* [Dataset records]:
========================================

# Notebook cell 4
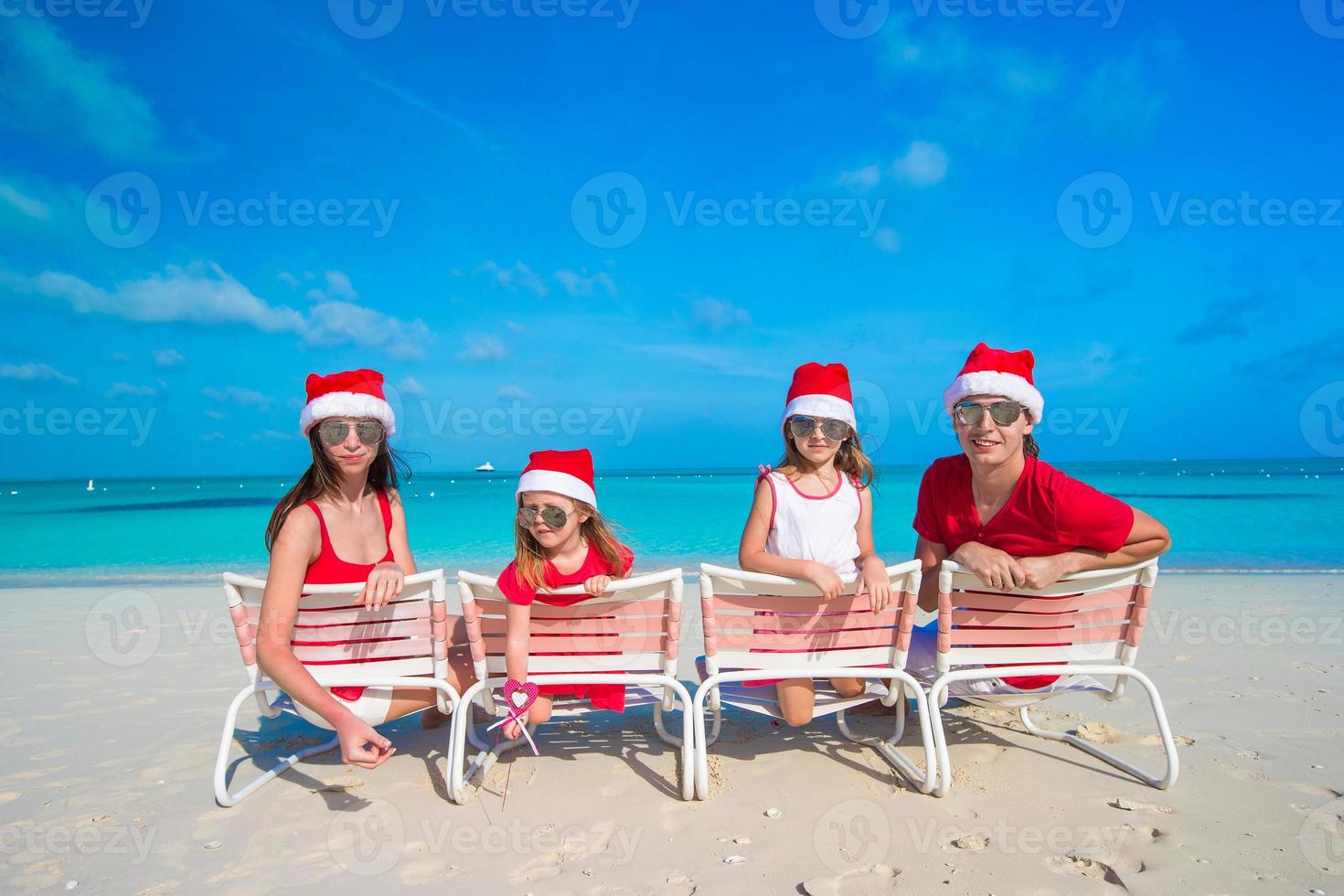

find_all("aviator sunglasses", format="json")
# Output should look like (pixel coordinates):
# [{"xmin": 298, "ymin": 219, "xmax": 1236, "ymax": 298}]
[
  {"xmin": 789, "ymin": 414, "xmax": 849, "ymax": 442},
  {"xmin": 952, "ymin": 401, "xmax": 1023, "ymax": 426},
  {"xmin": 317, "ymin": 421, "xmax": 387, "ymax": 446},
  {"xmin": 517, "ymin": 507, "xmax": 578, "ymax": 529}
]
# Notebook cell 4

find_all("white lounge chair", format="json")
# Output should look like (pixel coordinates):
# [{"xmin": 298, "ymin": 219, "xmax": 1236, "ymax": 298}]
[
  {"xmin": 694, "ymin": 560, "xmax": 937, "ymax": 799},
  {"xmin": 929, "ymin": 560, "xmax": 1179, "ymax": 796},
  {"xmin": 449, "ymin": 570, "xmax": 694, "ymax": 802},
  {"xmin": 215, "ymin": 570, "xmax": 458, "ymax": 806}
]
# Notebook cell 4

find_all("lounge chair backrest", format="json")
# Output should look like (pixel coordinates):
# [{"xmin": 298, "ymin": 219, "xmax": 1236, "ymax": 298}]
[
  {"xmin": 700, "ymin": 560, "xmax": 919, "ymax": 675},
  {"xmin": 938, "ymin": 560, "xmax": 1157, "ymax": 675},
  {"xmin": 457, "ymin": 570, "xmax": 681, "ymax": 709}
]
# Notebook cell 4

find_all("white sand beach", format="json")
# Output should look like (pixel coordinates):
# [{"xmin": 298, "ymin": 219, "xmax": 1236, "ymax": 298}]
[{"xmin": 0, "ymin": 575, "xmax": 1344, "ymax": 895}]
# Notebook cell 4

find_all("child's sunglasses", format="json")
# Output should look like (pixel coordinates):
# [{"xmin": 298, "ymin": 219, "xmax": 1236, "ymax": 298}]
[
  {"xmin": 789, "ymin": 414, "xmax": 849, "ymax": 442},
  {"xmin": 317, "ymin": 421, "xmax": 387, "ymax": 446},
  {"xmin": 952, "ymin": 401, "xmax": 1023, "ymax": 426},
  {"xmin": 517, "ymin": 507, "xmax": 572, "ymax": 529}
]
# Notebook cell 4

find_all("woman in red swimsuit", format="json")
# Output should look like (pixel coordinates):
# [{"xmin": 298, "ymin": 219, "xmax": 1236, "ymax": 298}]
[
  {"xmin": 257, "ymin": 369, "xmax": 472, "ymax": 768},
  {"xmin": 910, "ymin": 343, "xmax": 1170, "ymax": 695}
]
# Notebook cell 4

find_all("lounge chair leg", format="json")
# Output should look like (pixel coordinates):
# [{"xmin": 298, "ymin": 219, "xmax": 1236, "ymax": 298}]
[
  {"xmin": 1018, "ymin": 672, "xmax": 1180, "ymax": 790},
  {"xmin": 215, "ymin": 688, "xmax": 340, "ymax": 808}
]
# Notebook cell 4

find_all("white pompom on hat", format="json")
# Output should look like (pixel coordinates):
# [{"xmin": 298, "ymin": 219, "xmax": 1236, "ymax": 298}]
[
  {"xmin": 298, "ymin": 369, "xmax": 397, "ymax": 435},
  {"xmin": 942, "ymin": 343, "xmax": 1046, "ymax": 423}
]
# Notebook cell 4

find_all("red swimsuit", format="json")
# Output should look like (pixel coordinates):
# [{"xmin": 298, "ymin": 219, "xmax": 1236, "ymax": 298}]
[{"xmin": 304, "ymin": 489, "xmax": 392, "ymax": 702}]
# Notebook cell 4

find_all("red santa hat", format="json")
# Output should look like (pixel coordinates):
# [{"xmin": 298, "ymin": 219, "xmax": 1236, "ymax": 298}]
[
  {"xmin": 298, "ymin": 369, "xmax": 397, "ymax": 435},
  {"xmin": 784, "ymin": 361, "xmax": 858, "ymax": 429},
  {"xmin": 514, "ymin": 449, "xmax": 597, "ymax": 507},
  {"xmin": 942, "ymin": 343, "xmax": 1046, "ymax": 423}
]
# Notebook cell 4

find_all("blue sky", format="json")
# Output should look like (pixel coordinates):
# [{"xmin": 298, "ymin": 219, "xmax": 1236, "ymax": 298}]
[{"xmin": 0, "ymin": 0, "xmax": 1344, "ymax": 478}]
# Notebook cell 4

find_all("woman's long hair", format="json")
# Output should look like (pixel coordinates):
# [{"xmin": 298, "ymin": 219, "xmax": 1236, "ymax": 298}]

========================================

* [Exercise details]: Return each line of the records above that contains the string "white".

* [Output for this exercise]:
find_all("white lounge chair", format="json")
find_all("white sand beach", format="json")
find_all("white pompom on hat", format="json")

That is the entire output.